▶ **What is expected**
Rewrite all the lines of the items below, putting "Return" wherever "Provide" appears and leaving everything else the same.

▶ **Material provided**
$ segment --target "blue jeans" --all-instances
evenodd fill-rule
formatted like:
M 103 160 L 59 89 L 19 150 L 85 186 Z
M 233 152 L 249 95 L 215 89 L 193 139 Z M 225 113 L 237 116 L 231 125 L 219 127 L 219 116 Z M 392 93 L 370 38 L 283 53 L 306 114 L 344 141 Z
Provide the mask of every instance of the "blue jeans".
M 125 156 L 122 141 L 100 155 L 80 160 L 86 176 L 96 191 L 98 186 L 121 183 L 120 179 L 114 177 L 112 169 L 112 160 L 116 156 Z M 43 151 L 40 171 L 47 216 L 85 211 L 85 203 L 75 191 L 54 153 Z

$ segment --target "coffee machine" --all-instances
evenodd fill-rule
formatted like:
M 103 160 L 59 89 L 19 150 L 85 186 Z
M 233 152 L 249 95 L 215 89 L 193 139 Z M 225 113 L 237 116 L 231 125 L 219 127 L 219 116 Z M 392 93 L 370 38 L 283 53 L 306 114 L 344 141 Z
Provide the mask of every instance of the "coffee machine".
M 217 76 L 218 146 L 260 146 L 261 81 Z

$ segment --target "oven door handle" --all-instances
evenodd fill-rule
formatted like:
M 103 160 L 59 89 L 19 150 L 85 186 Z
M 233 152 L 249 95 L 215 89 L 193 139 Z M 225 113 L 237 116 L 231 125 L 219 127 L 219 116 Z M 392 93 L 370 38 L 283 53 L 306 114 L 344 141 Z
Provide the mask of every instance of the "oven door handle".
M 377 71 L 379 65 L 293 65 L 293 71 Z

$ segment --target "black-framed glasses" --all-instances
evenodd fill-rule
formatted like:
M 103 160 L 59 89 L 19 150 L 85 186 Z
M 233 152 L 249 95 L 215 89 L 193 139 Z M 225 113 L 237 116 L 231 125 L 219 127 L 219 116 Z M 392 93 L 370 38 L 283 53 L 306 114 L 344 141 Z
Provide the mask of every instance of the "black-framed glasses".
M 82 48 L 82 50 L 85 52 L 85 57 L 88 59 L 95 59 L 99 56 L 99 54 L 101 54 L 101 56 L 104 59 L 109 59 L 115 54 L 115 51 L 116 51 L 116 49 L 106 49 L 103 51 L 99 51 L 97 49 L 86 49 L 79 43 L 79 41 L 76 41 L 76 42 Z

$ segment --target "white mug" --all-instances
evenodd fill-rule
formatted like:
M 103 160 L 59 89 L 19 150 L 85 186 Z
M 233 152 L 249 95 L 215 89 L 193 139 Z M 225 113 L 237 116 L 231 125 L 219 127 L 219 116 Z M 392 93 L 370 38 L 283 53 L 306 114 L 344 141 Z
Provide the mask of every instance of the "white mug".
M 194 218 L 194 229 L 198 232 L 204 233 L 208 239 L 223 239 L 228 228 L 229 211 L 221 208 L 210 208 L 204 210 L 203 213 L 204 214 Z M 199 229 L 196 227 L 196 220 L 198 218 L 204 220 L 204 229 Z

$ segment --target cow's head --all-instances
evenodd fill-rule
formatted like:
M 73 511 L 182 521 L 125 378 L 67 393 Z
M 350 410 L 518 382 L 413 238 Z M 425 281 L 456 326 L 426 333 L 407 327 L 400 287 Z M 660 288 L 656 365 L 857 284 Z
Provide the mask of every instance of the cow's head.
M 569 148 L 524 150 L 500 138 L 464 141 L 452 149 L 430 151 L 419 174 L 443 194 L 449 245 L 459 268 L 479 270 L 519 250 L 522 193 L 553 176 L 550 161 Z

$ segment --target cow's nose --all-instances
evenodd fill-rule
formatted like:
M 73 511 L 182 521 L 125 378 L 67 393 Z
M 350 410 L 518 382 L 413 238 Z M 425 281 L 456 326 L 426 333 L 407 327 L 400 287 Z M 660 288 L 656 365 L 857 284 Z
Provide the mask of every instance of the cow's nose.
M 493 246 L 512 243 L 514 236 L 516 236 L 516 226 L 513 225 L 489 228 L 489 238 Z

▶ **Response**
$ segment --target "blue jeans" --all-instances
evenodd fill-rule
formatted like:
M 103 160 L 59 89 L 19 150 L 85 186 Z
M 233 152 L 249 95 L 215 89 L 193 139 Z M 225 113 L 237 116 L 231 125 L 219 127 L 219 116 Z M 392 93 L 370 38 L 283 53 L 306 114 L 344 141 Z
Return the mask of every instance of the "blue jeans".
M 125 156 L 122 141 L 100 155 L 80 160 L 86 176 L 96 191 L 98 186 L 121 183 L 120 179 L 114 177 L 112 169 L 112 160 L 116 156 Z M 43 151 L 40 171 L 47 216 L 85 211 L 85 203 L 75 191 L 54 153 Z

$ segment --target "coffee machine" --all-instances
evenodd fill-rule
formatted like:
M 103 160 L 59 89 L 19 150 L 85 186 Z
M 233 152 L 249 95 L 215 89 L 193 139 Z M 225 113 L 237 116 L 231 125 L 219 127 L 219 116 Z M 392 93 L 370 38 L 283 53 L 306 114 L 344 141 Z
Return the mask of every instance of the "coffee machine".
M 217 76 L 218 146 L 260 146 L 261 81 Z

$ segment --target "oven door handle" --all-instances
evenodd fill-rule
formatted like:
M 103 160 L 59 89 L 19 150 L 85 186 Z
M 233 152 L 249 95 L 215 89 L 193 139 Z M 225 113 L 237 116 L 231 125 L 219 127 L 219 116 Z M 392 93 L 370 38 L 283 53 L 306 114 L 344 141 Z
Return the mask of every instance of the "oven door handle".
M 377 71 L 379 65 L 293 65 L 293 71 Z

$ segment --target "black-framed glasses" --all-instances
evenodd fill-rule
formatted like:
M 103 160 L 59 89 L 19 150 L 85 186 Z
M 233 152 L 249 95 L 215 89 L 193 139 Z M 225 113 L 237 116 L 231 125 L 219 127 L 219 116 Z M 392 93 L 370 38 L 283 53 L 306 114 L 344 141 Z
Return the mask of every instance of the "black-framed glasses".
M 82 48 L 82 50 L 85 52 L 85 57 L 88 59 L 95 59 L 99 56 L 99 54 L 101 54 L 101 56 L 104 59 L 109 59 L 115 54 L 115 51 L 116 51 L 116 49 L 106 49 L 103 51 L 99 51 L 97 49 L 86 49 L 79 43 L 79 41 L 76 41 L 76 42 Z

$ segment --target "white mug" --all-instances
evenodd fill-rule
formatted like:
M 103 160 L 59 89 L 19 150 L 85 186 Z
M 233 152 L 249 95 L 215 89 L 193 139 Z M 225 113 L 237 116 L 231 125 L 219 127 L 219 116 Z M 392 93 L 370 38 L 283 53 L 306 114 L 344 141 Z
Return the mask of every instance of the "white mug".
M 194 218 L 194 229 L 198 232 L 204 233 L 208 239 L 223 239 L 228 228 L 229 211 L 221 208 L 210 208 L 204 210 L 203 213 L 204 214 Z M 199 229 L 196 227 L 196 220 L 198 218 L 204 220 L 204 229 Z

$ segment --target cow's head --all-instances
evenodd fill-rule
formatted like:
M 73 511 L 182 521 L 125 378 L 67 393 Z
M 350 410 L 518 382 L 413 238 Z M 425 281 L 456 326 L 426 333 L 407 327 L 400 287 Z M 660 288 L 656 365 L 857 284 Z
Return the mask of every instance of the cow's head.
M 569 148 L 524 150 L 500 138 L 464 141 L 452 149 L 430 151 L 419 174 L 443 194 L 449 245 L 459 268 L 479 270 L 519 250 L 522 193 L 553 176 L 550 161 Z

$ segment --target cow's nose --all-instances
evenodd fill-rule
formatted like:
M 73 511 L 182 521 L 125 378 L 67 393 Z
M 350 410 L 518 382 L 413 238 Z M 425 281 L 456 326 L 426 333 L 407 327 L 400 287 Z M 660 288 L 656 365 L 857 284 Z
Return the mask of every instance of the cow's nose.
M 493 246 L 512 243 L 514 236 L 516 236 L 516 226 L 513 225 L 489 228 L 489 238 Z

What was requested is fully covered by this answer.